EXCERPTED PASSAGE:
/---
What happened to Lebanon’s most popular rock star?
On a fine February afternoon at the Café Nicola in Lisbon my Lebanese friend sipped his wine, turned to me and explained the meaning behind the glittering “Turkish model” of the early days of the Arab Spring in 2011: “[Turkey is a model] because anyone who stands against Israel is a friend of Arabs.”
Then he added: “But that thinking has only built temporary alliances, which [later] easily turned into longer-term hostilities among the Arabs.” Not only among the Arabs, apparently.
In July 2010, Prime Minister Recep Tayyip Erdoğan called Hezbollah’s leader, Hassan Nasrallah, when Shiite spiritual leader Ayatollah Mohammad Hussein Fadlallah – who, according to his followers, was “a wise man and outstanding fighter who stood bravely against the Zionist enemy” – died. Having accepted Mr. Erdoğan’s condolences, Mr Nasrallah thanked the prime minister “for his stance regarding the Palestinian cause.”
In November 2010, Mr. Erdoğan said Turkey would not remain silent in the event of an Israeli attack on Lebanon or the Gaza Strip. Speaking in Beirut, where he was greeted “like a rock star,” Mr. Erdoğan also said Hezbollah was not involved in the assassination of Lebanese Prime Minister Rafik Hariri. How did he know? He did not. He only thought that it would not be nice if anti-Zionist Muslim brothers were murderers.
In those days, Mr. Nasrallah, after meeting with Mr. Erdoğan, spoke of “the spirit of resistance in Lebanon,” which Iran’s Supreme Leader Ali Khamenei said “would live as long as Zionists continue to exist.” And in June 2010, Mr. Erdoğan invited Mr. Nasrallah to Turkey, “on the recommendation of Hamas’s political bureau chief, Khalid Mashal,” when Iranian President Mahmoud Ahmedinejad spoke of “the possibility of an Iranian-Turkish-Syrian alliance with Hamas and Hezbollah.”
In August 2012, Mr. Ahmedinejad said “confronting Zionists will… pave the way for saving the whole world from exploitation, depravity and misery.” The Iranian president called Israel a “cancerous tumor,” and said “there [was] no place for the Jewish state in a future Middle East.”
\---
PROVIDED MATERIAL:
/---
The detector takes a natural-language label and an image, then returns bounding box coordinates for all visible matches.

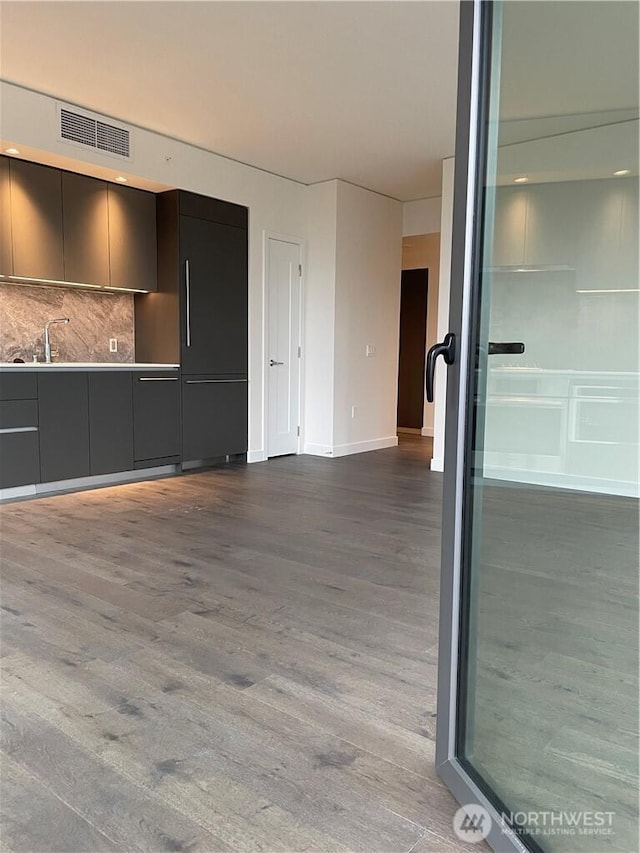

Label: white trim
[264,229,306,462]
[333,435,398,458]
[304,435,398,459]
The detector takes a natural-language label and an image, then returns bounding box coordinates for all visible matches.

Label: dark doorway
[398,269,429,430]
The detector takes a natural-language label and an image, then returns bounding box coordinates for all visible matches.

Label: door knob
[426,332,456,403]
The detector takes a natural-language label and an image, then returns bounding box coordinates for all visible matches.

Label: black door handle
[426,332,456,403]
[487,341,524,355]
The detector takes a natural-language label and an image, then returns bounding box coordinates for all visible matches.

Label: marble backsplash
[0,283,135,362]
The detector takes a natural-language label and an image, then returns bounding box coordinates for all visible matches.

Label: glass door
[437,0,640,853]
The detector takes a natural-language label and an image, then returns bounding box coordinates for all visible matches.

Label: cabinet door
[38,371,90,483]
[108,184,158,290]
[0,398,40,489]
[180,216,248,376]
[0,157,13,275]
[133,370,180,468]
[182,376,248,462]
[10,160,64,281]
[62,172,109,286]
[89,370,133,474]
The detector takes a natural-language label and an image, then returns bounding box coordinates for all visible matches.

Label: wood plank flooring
[0,439,470,853]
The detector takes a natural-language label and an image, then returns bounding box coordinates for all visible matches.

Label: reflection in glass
[459,2,640,853]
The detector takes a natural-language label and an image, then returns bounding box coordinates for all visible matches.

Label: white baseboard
[304,435,398,459]
[333,435,398,459]
[302,443,333,457]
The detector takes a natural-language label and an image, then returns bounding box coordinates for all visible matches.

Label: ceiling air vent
[59,106,131,160]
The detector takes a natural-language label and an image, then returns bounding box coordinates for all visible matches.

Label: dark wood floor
[1,439,470,853]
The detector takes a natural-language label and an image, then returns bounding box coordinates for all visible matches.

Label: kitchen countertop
[0,361,180,372]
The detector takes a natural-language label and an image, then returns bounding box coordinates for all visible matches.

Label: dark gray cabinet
[133,370,180,468]
[0,386,40,489]
[108,184,158,290]
[180,216,248,376]
[182,376,248,462]
[0,157,157,291]
[136,191,248,462]
[38,371,90,483]
[9,159,64,281]
[88,370,133,475]
[62,172,110,287]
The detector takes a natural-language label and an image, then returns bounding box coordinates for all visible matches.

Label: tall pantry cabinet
[136,190,248,465]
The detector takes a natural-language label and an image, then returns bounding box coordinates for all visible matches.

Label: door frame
[436,0,531,853]
[262,230,306,461]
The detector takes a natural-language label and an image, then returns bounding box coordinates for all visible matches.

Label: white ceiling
[0,0,458,201]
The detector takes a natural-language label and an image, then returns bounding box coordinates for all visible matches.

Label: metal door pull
[426,332,456,403]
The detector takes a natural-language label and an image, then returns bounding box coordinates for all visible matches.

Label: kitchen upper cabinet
[38,371,90,483]
[180,216,248,376]
[62,172,111,287]
[0,157,13,275]
[9,159,64,281]
[133,370,180,468]
[108,184,158,290]
[88,370,133,475]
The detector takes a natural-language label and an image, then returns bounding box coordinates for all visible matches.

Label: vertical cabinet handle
[184,261,191,347]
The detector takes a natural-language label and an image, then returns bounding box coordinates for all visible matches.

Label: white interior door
[267,237,301,456]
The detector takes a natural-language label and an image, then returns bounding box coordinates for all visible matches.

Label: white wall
[333,181,402,456]
[303,181,338,456]
[402,196,442,237]
[0,82,308,460]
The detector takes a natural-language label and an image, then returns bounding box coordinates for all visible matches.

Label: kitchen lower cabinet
[133,370,180,468]
[89,371,133,475]
[0,398,40,489]
[38,371,91,483]
[182,376,248,462]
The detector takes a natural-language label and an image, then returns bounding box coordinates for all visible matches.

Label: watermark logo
[453,803,615,844]
[453,803,491,844]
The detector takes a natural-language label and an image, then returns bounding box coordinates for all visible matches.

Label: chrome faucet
[44,317,69,364]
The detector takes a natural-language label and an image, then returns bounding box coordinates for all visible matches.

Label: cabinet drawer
[0,431,40,489]
[0,400,38,429]
[0,370,38,400]
[182,377,247,462]
[133,370,180,468]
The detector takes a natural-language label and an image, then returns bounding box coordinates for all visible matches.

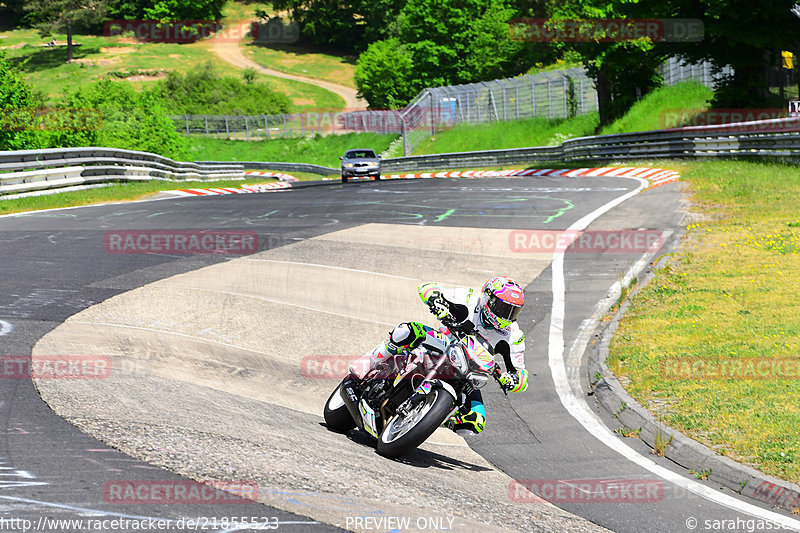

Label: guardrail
[381,117,800,173]
[198,161,341,176]
[0,117,800,197]
[0,147,245,197]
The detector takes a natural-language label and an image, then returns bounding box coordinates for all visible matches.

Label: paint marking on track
[548,173,800,531]
[0,320,14,337]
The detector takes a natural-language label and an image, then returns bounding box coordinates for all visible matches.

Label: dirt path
[212,43,367,111]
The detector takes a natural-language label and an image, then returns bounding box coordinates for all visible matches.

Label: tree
[140,0,228,22]
[355,39,419,109]
[25,0,108,61]
[642,0,800,107]
[551,0,668,126]
[272,0,406,52]
[356,0,532,108]
[0,50,39,150]
[399,0,525,87]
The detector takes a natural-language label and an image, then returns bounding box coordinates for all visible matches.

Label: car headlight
[467,372,489,389]
[446,344,469,374]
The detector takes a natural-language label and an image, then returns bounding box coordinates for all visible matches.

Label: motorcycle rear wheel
\---
TRY IT:
Please retype the passage on Erdoğan and Hezbollah, word for word, from "On a fine February" to "the Arabs, apparently.".

RESULT FOR THIS EXERCISE:
On a fine February afternoon at the Café Nicola in Lisbon my Lebanese friend sipped his wine, turned to me and explained the meaning behind the glittering “Turkish model” of the early days of the Arab Spring in 2011: “[Turkey is a model] because anyone who stands against Israel is a friend of Arabs.”
Then he added: “But that thinking has only built temporary alliances, which [later] easily turned into longer-term hostilities among the Arabs.” Not only among the Arabs, apparently.